-- Start EXTRACTED DATA --
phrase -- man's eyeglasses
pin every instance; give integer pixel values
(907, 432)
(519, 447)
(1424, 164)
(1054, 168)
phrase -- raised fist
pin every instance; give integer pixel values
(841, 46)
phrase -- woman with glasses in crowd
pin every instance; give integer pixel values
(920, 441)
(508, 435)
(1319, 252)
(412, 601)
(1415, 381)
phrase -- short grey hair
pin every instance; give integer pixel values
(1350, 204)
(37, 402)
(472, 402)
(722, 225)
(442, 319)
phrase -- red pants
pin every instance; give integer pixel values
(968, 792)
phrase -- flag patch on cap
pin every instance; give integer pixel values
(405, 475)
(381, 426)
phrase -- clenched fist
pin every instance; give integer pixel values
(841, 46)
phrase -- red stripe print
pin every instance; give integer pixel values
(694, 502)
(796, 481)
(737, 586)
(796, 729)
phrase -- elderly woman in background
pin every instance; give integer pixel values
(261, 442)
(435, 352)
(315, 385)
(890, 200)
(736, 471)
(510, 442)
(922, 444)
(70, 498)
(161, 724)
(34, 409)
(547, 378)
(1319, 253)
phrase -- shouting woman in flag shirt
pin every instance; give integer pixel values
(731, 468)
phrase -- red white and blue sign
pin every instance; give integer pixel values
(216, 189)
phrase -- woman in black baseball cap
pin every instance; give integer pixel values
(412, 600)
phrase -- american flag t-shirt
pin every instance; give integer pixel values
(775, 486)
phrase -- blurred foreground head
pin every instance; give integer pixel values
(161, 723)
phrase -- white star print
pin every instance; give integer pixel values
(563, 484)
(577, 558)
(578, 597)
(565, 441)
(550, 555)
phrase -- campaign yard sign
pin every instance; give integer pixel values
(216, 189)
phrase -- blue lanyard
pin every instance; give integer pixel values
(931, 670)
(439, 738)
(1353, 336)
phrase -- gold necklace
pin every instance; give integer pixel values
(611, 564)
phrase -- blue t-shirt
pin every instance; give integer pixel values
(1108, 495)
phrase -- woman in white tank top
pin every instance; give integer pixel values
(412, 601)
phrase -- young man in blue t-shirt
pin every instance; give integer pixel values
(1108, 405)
-- End EXTRACTED DATA --
Please rewrite the entries above as a numbered list, from the line with "phrase -- gold necklace" up to and including the line with "(1108, 495)". Leave out any blank lines.

**EXPECTED OUTPUT**
1. phrase -- gold necklace
2. pin every instance; give integer pixel values
3. (611, 564)
4. phrase -- blue t-shirt
5. pin every instance; give integer pixel values
6. (1108, 495)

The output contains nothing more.